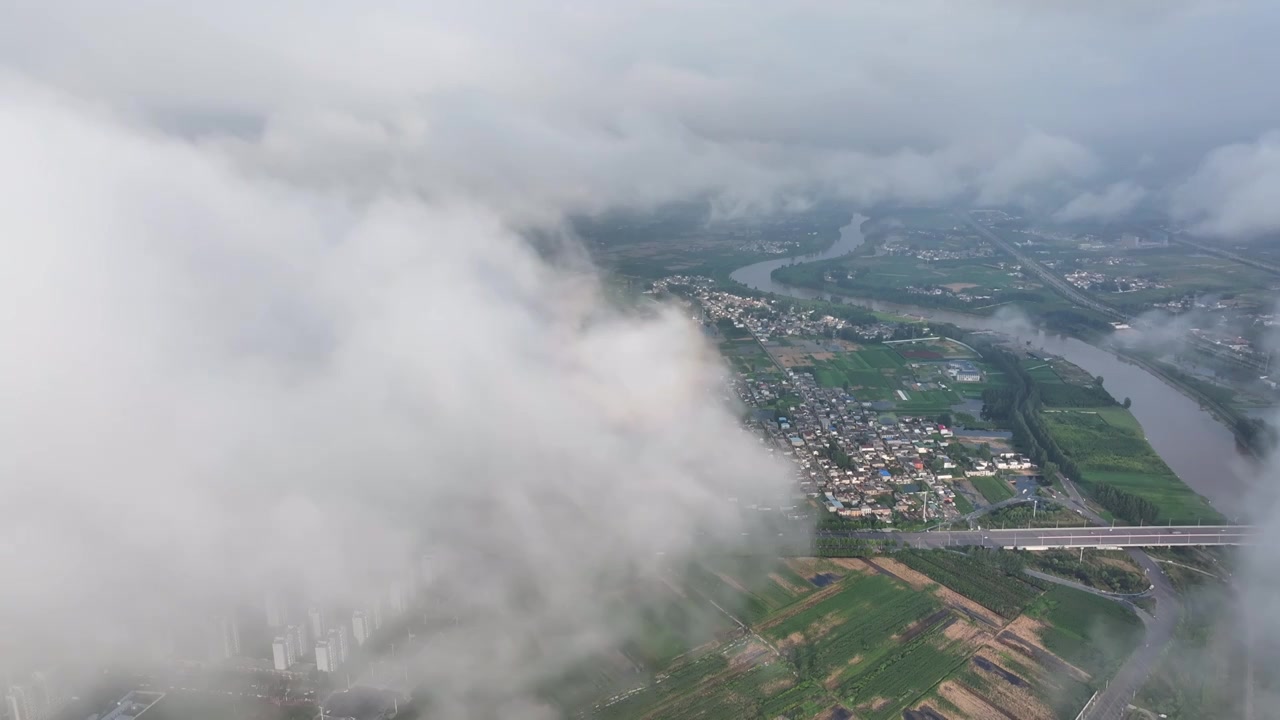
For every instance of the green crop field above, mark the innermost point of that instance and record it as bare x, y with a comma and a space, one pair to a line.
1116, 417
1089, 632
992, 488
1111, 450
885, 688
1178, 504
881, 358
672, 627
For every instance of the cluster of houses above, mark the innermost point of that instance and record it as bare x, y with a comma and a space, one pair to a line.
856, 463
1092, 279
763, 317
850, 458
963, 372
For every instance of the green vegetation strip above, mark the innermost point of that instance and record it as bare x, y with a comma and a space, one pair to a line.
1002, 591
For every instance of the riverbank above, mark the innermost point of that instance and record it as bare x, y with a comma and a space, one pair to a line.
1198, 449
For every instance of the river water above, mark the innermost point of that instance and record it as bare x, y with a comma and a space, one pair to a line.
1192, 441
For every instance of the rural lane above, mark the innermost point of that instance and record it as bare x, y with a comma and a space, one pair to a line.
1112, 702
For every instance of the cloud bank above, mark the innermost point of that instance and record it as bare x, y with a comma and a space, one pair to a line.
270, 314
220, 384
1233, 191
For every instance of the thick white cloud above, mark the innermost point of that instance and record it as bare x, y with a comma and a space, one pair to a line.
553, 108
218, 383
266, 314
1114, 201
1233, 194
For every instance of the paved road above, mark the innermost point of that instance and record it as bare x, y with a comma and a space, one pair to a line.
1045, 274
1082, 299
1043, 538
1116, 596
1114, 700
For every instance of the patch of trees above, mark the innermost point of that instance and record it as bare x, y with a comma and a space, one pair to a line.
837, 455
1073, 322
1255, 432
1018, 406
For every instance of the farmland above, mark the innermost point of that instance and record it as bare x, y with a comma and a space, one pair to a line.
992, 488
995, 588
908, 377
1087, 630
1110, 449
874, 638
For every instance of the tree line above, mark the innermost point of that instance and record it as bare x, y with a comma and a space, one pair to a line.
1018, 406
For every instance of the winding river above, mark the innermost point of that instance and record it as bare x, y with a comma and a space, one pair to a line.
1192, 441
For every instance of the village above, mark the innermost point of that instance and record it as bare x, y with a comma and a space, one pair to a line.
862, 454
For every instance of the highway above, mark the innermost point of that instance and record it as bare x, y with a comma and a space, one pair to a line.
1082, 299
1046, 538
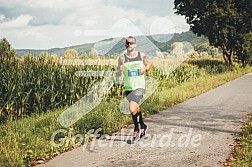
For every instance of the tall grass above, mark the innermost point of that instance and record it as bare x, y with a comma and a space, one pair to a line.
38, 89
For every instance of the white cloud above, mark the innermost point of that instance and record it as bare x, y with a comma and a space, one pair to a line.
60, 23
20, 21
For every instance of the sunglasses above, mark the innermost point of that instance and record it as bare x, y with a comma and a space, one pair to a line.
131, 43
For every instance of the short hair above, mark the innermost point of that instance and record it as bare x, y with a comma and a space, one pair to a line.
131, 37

==

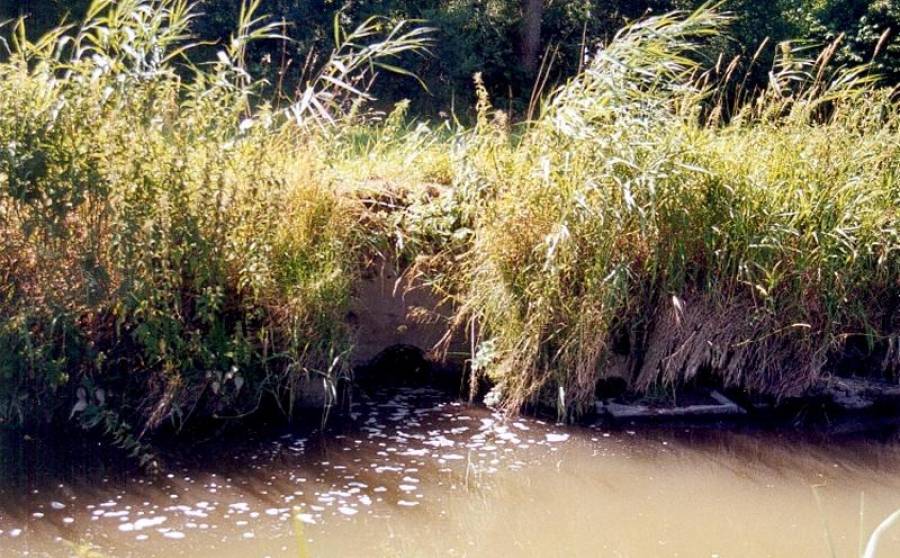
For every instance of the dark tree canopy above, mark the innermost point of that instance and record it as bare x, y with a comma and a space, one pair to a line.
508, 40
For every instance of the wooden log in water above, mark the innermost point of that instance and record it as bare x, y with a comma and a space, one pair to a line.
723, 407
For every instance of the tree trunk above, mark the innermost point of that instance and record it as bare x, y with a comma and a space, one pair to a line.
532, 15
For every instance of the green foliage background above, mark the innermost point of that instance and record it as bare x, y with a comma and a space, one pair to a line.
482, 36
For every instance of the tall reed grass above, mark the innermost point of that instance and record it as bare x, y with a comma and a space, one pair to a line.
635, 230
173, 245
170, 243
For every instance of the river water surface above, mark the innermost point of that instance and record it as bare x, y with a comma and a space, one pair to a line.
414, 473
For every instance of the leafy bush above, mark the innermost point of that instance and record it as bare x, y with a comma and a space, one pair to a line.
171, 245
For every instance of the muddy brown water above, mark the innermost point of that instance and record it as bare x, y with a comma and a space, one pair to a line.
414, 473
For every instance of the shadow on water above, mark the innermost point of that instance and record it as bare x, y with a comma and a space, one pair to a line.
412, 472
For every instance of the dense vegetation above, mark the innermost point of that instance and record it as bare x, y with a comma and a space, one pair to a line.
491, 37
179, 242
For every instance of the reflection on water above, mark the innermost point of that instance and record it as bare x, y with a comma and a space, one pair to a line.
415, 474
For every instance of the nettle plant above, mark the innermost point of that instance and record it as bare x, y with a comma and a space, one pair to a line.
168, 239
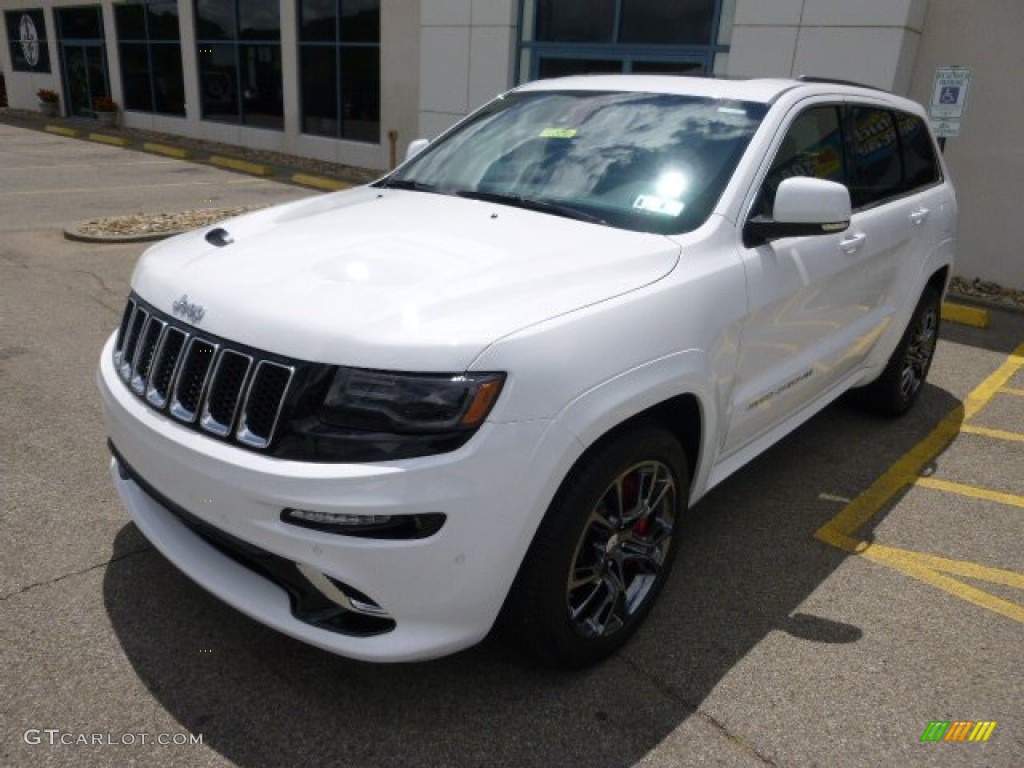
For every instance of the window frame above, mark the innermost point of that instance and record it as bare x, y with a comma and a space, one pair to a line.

PROBLEM: Nothing but the lines from the one with "For every instance of the shadow" up to and including the one with "For every instance of the window" should be printed, exactly as they read above. Please keep the pictures out.

TASK RESPONSE:
For every instance of the shadow on water above, mark the innermost point of that instance and record it as bare x, y with a comma and a space, one pair to a line.
412, 472
For every instance of the dense vegetation above, mark the innermost point of that instance and record it as bare x, y with a comma and a space, one pair to a line.
491, 37
179, 242
For every instance of the reflection on water above, mark the innermost point of that instance and record it as bare x, y with a comma and a space, one pair to a line.
415, 474
For every instance of the nettle plant above, mark the innermost point of that instance and record it as bare x, y with a comma and a space, one pair to a line.
168, 239
For every instance of the window frame above, mark the innermost point of that instance and record it as bare x, y with a comma and a space, one pair to a line.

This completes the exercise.